2° Notre neutralité peut-elle y trouver une place?
3° Quelle sera la politique économique de la Ligue?
4° Quand et comment l’Allemagne y sera-t-elle accueillie?
J’ai donc cherché à me procurer des informations sur ces quatre points. Les voici:
ad 1°. J’adresse par le même courrier à M. le professeur Max Huber une lettre dont j’ai l’honneur d’annexer une copie.2 Elle contient les réponses que j’ai pu recueillir au sujet de diverses questions qu’il m’adressa au sujet de l’interprétation authentique, du projet de la Convention.3 Je crois que vous y trouverez quelques indications qui peuvent utilement compléter l’analyse de ce texte même. La Ligue des Nations serait essentiellement une alliance défensive de tous ses membres contre quiconque voudrait troubler la paix. En fait, elle est née sous l’empire des souvenirs de 1914 et de la terreur de l’Allemagne.
ad 2°. Comme il sera dans presque tous les cas possible aux membres de la Ligue de se soustraire à la participation à une action militaire répressive, l’institution de la neutralité permanente est moins contraire à l’esprit de ce pacte qu’à celui d’une constitution plus radicale telle que celle que nous avons élaborée. Il ne me paraît donc pas impossible qu’en vertu de notre situation spéciale et en échange des services que nous pourrions rendre à la communauté, on nous accorderait, le cas échéant, le droit de rester neutre ou en tous cas inviolable, tout en devenant membre de la Ligue des Nations et en abritant la capitale à l’intérieur de nos frontières.

- _LIGNES DE DONNÉES_:
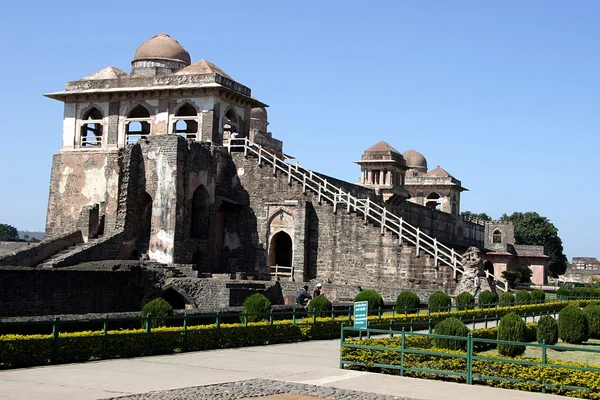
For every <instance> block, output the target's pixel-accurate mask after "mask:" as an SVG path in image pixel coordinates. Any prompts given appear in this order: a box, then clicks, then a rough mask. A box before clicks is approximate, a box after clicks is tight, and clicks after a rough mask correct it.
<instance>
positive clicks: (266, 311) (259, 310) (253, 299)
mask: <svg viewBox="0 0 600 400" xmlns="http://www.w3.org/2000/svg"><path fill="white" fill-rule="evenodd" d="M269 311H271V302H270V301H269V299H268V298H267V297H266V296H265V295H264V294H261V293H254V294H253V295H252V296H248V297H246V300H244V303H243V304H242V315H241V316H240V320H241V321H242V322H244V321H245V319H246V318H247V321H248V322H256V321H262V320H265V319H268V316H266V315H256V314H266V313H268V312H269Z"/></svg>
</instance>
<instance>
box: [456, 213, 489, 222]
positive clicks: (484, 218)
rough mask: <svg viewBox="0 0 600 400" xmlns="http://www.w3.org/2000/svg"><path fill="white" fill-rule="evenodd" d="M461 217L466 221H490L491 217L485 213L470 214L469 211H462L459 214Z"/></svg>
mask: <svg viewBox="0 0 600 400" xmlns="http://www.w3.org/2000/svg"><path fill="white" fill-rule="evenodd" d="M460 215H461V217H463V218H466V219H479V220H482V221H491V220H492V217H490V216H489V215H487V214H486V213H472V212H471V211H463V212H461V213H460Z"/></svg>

--

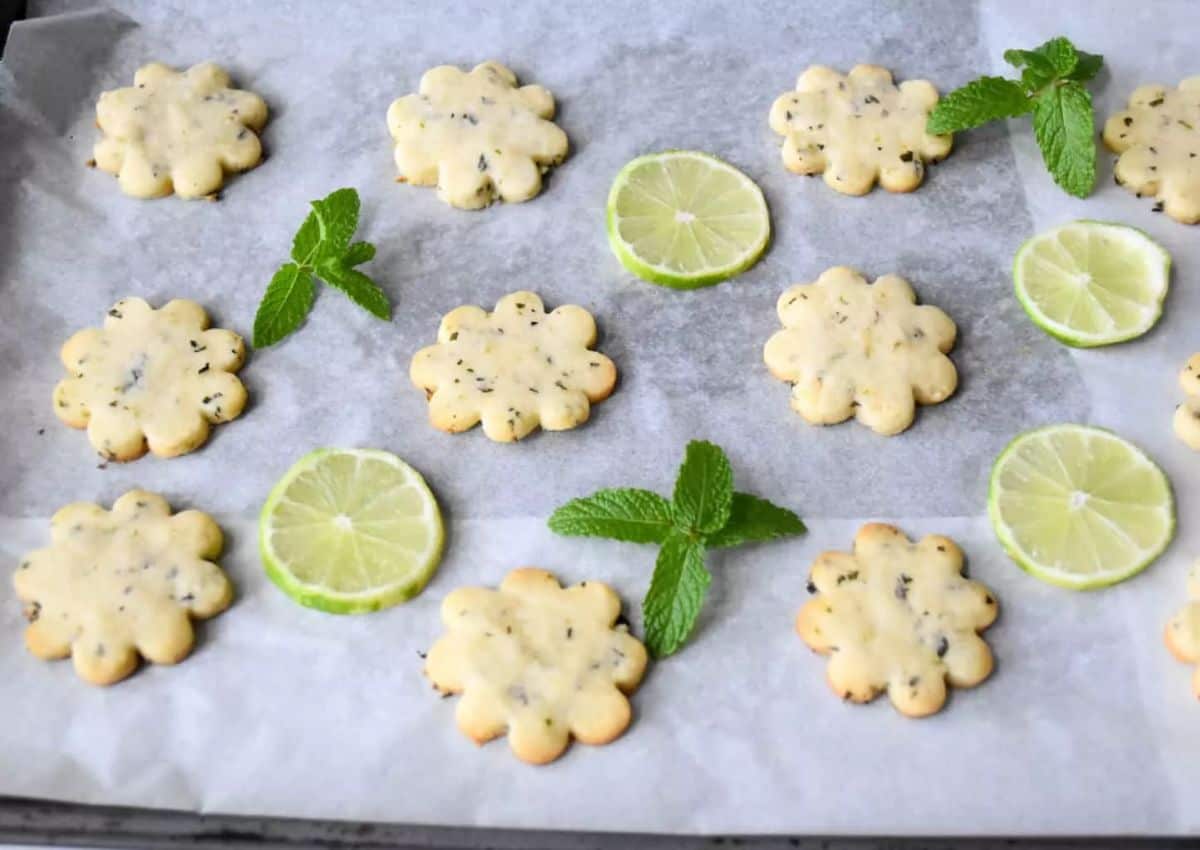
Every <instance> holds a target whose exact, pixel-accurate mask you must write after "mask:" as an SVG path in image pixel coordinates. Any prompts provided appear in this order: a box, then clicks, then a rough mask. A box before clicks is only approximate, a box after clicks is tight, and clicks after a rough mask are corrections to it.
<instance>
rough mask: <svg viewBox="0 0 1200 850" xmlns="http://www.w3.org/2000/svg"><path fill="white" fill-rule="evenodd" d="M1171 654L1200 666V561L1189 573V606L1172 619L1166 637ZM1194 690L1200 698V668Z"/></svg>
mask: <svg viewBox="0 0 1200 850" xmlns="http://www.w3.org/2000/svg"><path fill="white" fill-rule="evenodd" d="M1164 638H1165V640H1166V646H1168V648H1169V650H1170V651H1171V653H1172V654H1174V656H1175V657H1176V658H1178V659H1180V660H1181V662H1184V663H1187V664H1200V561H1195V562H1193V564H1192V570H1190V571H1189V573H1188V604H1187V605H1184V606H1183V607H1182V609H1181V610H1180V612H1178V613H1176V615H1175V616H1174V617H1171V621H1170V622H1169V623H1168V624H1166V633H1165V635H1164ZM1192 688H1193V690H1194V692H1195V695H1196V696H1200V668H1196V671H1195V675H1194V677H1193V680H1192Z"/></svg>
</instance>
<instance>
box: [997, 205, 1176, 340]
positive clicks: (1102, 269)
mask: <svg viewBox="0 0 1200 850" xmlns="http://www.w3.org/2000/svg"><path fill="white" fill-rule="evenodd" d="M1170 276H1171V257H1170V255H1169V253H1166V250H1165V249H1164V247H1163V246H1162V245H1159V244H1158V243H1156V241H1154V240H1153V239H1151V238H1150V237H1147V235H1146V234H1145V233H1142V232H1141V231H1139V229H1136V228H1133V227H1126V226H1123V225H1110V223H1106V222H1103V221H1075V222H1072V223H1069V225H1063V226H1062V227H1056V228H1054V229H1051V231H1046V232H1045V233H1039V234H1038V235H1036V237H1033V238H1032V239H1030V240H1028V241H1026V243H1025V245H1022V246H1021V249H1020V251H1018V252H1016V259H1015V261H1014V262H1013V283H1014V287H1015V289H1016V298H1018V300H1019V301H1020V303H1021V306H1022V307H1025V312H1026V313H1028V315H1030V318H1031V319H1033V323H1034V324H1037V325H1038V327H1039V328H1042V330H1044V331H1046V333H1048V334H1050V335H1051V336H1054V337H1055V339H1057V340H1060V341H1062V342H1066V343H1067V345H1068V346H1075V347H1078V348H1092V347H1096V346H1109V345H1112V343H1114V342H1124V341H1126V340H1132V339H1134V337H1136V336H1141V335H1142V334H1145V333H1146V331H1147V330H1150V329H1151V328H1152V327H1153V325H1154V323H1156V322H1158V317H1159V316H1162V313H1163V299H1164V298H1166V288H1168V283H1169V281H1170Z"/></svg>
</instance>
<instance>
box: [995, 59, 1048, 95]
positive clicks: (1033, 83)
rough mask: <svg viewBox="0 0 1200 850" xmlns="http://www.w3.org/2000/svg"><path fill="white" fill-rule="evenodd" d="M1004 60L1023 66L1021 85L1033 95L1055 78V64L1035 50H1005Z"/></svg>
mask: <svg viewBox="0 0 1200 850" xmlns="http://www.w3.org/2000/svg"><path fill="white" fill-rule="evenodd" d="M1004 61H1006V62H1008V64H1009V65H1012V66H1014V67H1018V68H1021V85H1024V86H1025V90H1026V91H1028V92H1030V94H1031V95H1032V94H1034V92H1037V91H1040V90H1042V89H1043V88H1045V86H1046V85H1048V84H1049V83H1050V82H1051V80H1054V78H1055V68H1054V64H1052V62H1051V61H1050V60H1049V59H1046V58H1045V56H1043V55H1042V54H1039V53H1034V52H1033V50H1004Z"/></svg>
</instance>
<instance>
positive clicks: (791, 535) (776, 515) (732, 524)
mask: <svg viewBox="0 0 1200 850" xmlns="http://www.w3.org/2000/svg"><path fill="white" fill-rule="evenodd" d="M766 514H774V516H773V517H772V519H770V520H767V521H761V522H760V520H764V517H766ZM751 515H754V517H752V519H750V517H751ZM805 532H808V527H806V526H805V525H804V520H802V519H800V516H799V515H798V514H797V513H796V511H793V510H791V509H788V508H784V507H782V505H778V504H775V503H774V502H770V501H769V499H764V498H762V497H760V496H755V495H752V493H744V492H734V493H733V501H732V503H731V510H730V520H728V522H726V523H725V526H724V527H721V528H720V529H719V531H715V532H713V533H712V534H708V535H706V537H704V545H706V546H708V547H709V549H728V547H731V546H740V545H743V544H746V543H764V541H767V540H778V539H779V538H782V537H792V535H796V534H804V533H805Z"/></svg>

...

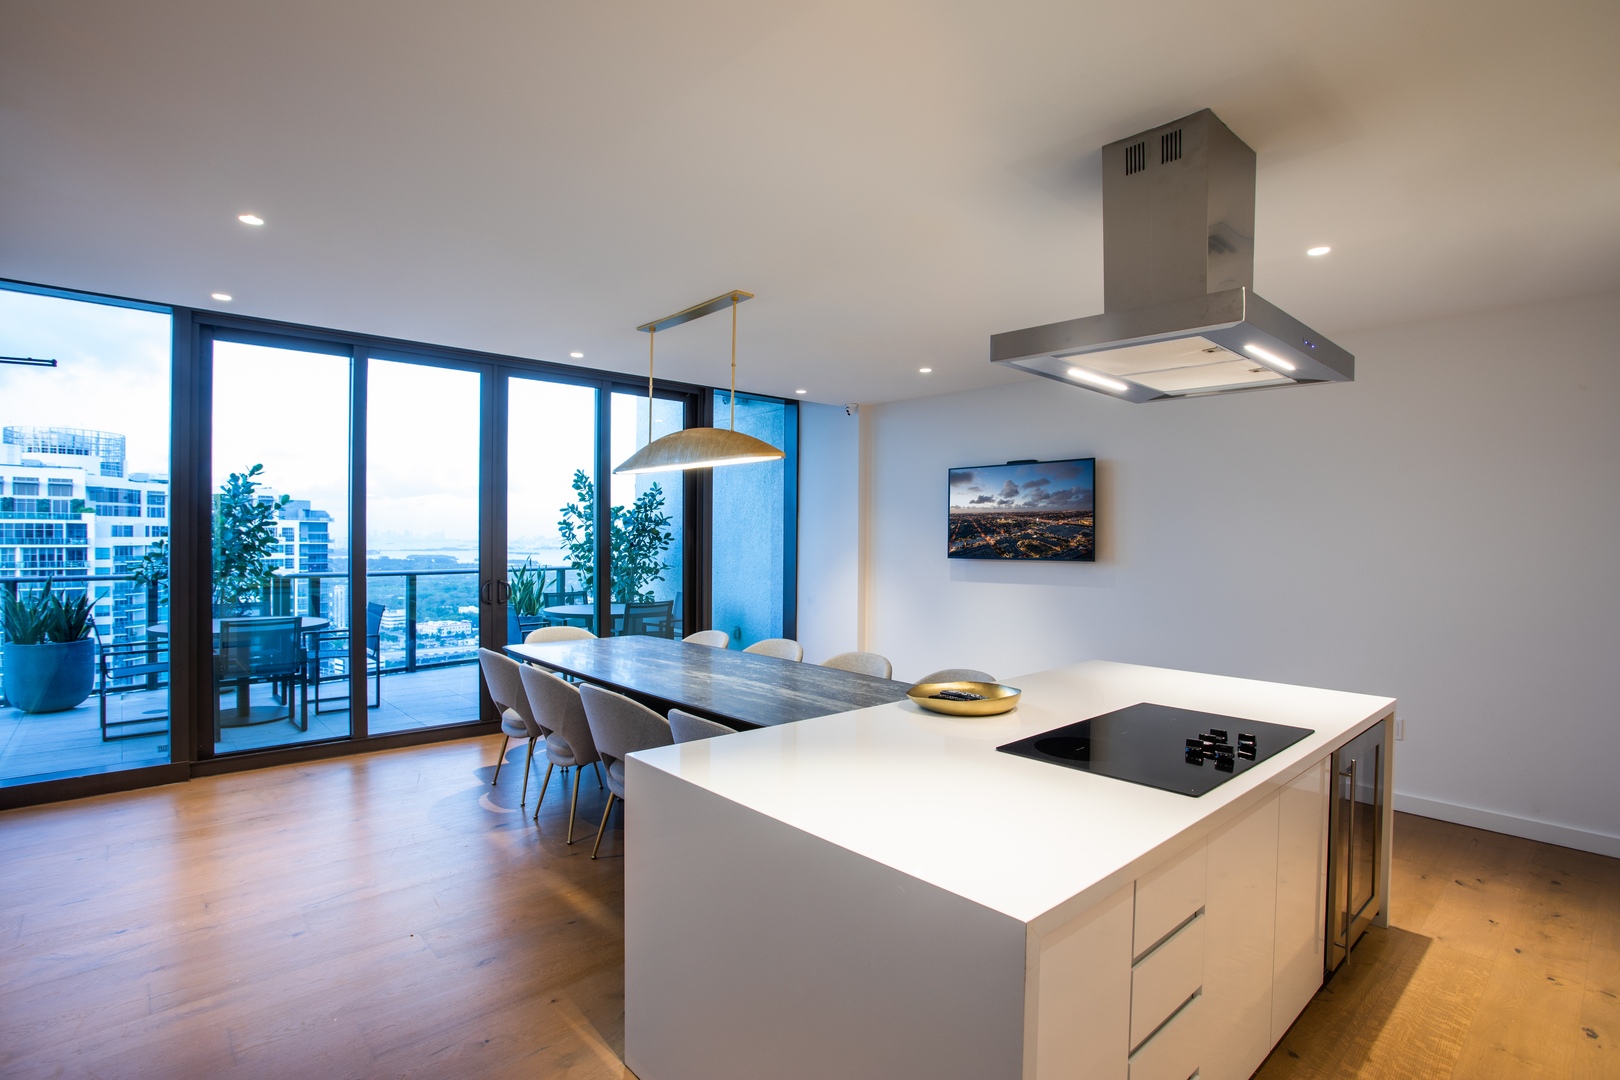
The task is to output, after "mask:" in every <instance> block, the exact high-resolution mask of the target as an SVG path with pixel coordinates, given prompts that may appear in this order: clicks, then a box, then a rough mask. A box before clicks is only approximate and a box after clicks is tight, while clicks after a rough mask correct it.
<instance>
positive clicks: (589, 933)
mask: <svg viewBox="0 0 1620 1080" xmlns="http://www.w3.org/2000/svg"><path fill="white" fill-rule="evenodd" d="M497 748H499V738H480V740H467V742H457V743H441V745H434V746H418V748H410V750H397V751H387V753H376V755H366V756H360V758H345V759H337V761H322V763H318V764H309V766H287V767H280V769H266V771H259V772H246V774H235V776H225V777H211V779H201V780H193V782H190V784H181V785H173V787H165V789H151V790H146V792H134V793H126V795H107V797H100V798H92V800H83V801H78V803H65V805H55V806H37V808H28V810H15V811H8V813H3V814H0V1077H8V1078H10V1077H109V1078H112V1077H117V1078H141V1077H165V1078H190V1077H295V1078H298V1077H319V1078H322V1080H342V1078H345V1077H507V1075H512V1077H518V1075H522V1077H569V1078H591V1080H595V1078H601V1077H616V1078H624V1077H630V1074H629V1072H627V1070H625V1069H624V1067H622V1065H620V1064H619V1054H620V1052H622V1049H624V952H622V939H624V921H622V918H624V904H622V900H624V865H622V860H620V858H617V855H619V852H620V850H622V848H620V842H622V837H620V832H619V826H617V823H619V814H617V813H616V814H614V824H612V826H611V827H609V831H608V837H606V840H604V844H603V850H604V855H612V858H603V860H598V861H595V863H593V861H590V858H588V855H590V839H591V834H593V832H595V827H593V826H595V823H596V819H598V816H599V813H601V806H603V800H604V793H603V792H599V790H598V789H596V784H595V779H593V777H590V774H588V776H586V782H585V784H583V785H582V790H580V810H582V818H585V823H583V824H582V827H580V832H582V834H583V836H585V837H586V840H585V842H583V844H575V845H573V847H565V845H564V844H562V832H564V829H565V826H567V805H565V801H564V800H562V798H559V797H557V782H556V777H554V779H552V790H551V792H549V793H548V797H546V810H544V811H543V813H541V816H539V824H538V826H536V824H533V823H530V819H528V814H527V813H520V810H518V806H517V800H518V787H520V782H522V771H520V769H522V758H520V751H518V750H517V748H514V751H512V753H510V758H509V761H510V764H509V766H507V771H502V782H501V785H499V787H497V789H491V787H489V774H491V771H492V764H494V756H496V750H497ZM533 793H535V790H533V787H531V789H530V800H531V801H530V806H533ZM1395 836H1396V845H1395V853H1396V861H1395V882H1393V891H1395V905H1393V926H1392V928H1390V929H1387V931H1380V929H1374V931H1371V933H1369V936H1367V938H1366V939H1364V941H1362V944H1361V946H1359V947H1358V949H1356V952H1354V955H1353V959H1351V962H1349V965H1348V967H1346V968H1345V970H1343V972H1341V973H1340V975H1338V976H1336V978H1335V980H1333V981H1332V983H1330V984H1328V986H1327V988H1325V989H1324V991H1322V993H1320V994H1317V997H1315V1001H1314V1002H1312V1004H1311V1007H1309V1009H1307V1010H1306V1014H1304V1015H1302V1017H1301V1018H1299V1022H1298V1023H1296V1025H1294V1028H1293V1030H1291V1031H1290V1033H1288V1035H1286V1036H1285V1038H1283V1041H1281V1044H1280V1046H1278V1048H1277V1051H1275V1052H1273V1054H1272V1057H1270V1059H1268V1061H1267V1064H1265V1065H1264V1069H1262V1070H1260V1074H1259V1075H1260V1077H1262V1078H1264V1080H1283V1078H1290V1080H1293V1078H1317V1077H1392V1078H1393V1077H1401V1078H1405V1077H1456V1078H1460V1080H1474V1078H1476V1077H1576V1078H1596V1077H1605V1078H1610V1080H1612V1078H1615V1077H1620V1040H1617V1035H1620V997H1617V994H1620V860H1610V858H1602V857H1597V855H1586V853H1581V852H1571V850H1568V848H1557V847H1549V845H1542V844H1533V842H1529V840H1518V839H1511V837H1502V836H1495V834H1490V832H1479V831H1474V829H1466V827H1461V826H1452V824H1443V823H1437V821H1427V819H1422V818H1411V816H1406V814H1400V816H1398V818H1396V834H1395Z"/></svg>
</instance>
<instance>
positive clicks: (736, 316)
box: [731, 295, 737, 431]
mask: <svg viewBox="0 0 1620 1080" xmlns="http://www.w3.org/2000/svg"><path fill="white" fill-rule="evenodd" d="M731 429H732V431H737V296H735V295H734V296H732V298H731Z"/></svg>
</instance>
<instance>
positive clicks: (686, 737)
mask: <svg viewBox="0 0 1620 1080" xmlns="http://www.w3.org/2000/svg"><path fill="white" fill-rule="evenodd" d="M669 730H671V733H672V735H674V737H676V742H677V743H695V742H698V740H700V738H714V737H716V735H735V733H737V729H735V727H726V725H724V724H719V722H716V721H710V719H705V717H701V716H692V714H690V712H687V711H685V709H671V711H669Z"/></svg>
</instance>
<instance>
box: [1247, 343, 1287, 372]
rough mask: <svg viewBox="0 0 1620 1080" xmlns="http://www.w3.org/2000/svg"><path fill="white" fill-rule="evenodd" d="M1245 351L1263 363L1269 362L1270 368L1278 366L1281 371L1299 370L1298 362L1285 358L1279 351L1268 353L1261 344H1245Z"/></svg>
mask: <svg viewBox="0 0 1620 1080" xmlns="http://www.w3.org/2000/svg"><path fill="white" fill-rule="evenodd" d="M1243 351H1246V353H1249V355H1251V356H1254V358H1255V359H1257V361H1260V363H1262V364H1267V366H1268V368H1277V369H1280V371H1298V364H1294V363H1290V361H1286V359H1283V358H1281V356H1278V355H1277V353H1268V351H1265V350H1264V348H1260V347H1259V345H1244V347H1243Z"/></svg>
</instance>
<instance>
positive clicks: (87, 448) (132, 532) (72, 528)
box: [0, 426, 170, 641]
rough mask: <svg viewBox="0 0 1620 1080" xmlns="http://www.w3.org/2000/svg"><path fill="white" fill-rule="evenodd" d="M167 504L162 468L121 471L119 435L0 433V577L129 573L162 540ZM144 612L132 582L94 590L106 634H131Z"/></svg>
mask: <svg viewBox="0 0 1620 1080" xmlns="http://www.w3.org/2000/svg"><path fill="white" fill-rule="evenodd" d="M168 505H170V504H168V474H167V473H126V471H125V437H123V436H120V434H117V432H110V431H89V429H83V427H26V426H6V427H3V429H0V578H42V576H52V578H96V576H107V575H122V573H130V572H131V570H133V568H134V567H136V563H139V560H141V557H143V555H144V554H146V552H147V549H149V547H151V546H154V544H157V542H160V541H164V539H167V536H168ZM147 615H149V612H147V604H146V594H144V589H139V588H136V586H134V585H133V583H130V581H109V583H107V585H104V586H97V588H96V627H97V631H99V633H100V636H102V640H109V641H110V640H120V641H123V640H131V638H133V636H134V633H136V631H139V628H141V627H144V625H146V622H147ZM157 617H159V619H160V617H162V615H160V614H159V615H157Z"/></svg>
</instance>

- _CONSIGNE 1_: D'après l'extrait, sous l'empire de quels souvenirs la Ligue des Nations est-elle née ?
- _CONSIGNE 2_:
Les affirmations suivantes concordent-elles avec l'extrait ? Pour chacune, répondez par oui ou non en citant les mots décisifs de l'extrait.
(a) L'auteur envoie une lettre au professeur Max Huber.
(b) La Ligue des Nations serait avant tout une alliance offensive.
(c) L'auteur juge impossible qu'on accorde le droit de rester neutre.
- _CONSIGNE 3_: Mettez à jour le passage de l'extrait qui va de « 2° Notre neutralité » jusqu'à « terreur de l’Allemagne. » en remplaçant « Allemagne » par « Autriche ».

- _RÉPONSE RÉDIGÉE 1_: Elle est née sous l'empire des souvenirs de 1914 et de la terreur de l'Allemagne.

- _RÉPONSE RÉDIGÉE 2_:
(a) Oui : « J’adresse par le même courrier à M. le professeur Max Huber une lettre ».
(b) Non : « La Ligue des Nations serait essentiellement une alliance défensive de tous ses membres ».
(c) Non : « Il ne me paraît donc pas impossible ».

- _RÉPONSE RÉDIGÉE 3_:
2° Notre neutralité peut-elle y trouver une place?
3° Quelle sera la politique économique de la Ligue?
4° Quand et comment l’Autriche y sera-t-elle accueillie?
J’ai donc cherché à me procurer des informations sur ces quatre points. Les voici:
ad 1°. J’adresse par le même courrier à M. le professeur Max Huber une lettre dont j’ai l’honneur d’annexer une copie.2 Elle contient les réponses que j’ai pu recueillir au sujet de diverses questions qu’il m’adressa au sujet de l’interprétation authentique, du projet de la Convention.3 Je crois que vous y trouverez quelques indications qui peuvent utilement compléter l’analyse de ce texte même. La Ligue des Nations serait essentiellement une alliance défensive de tous ses membres contre quiconque voudrait troubler la paix. En fait, elle est née sous l’empire des souvenirs de 1914 et de la terreur de l’Autriche.